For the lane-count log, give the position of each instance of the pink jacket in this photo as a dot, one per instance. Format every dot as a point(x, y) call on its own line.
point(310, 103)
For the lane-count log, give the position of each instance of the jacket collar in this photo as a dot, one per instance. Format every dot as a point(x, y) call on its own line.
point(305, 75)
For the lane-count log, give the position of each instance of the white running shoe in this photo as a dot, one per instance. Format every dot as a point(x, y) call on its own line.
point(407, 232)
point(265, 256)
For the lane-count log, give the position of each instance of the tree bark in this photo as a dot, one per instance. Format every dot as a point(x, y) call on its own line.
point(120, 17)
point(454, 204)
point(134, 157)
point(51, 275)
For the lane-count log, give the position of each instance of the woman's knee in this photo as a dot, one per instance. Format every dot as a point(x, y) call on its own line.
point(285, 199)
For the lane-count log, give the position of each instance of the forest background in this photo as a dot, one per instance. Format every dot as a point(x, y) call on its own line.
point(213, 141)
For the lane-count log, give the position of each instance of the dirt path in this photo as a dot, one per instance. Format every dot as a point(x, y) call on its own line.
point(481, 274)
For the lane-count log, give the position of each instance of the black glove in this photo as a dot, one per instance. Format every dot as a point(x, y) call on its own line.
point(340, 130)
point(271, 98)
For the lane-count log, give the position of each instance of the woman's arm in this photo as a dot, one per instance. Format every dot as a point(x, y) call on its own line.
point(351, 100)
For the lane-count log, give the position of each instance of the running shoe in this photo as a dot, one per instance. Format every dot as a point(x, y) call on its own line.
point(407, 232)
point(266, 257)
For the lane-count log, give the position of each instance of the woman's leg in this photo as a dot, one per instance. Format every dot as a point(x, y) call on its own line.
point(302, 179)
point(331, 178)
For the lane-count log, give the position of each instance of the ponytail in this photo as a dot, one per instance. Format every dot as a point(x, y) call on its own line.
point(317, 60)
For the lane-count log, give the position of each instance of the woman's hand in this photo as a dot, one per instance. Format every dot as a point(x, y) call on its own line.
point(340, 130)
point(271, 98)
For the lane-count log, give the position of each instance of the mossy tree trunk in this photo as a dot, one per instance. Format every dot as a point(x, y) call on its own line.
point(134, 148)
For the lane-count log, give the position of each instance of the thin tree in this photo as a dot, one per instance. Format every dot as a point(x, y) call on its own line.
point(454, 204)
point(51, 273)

WHAT TO PRODUCE :: Rewrite the lines above as a numbered list, skipping any blank lines.

EXPECTED ANSWER ::
1. For the lane-count log, give the position of each instance of the pink jacket in this photo as a dot, one per instance. Format every dot as a point(x, y) call on its own line.
2. point(310, 103)
3. For the lane-count log, give the position of each instance of the jacket collar in this photo as a dot, one per instance. Format every dot as a point(x, y) call on its own line.
4. point(305, 75)
5. For the lane-count log, give the position of each instance of the white running shoe in this photo as a dot, one per instance. Format every dot as a point(x, y) call on its own line.
6. point(407, 232)
7. point(265, 256)
8. For the lane-count log, give the position of each instance of the tree bark in this photo as a dot, one per instance. Format every dot as a point(x, y) call on its own line.
9. point(120, 17)
10. point(454, 204)
11. point(134, 157)
12. point(51, 275)
13. For the lane-count log, give the position of each instance of the woman's knee in this photo as a dot, one per instance. Format every dot as a point(x, y) call on its own line.
14. point(285, 199)
15. For the lane-count log, give the position of each instance of the forest background in this photo as a dot, one per instance. Format every dot as a point(x, y) call on its own line.
16. point(213, 141)
17. For the lane-count log, give the position of each instance of the dirt path in this photo as a dot, one per instance. Format every dot as a point(x, y) call on its own line.
18. point(481, 274)
19. For the lane-count log, give the position of each instance of the black glove in this photo as a dot, one per instance. Format every dot as a point(x, y) call on its own line.
20. point(340, 130)
21. point(271, 98)
22. For the lane-count log, give the position of each instance of the woman's arm in this photo as a dot, one per instance. Format every dot as a point(x, y) call on its own line.
23. point(351, 100)
24. For the lane-count log, give the position of each instance of the running shoe in this photo as a dot, one per instance. Format every dot as a point(x, y) call on its own line.
25. point(407, 232)
26. point(266, 257)
27. For the lane-count log, give the position of each instance of the woman's leg in this photo as a dot, one per instance. Format every dot as a point(x, y) call on its own line.
28. point(302, 179)
29. point(331, 178)
30. For the lane-count log, give the position of each instance of the ponytail in this photo as a dot, one per instance. Format every dot as a point(x, y) call on its own line.
31. point(317, 60)
32. For the lane-count log, give the position of each instance of the woman's hand in this photo as a dot, one per instance. Format every dot as a point(x, y) call on its own line.
33. point(340, 130)
34. point(271, 98)
35. For the lane-count log, give the position of each instance of the mossy tree trunk in this photo as a dot, one per instance. Format every dot as a point(x, y) call on its own line.
36. point(134, 148)
37. For the lane-count log, give the position of each instance of the thin tree in this photo as a dot, one per instance. Format every dot as a point(x, y) call on its own line.
38. point(454, 204)
39. point(51, 273)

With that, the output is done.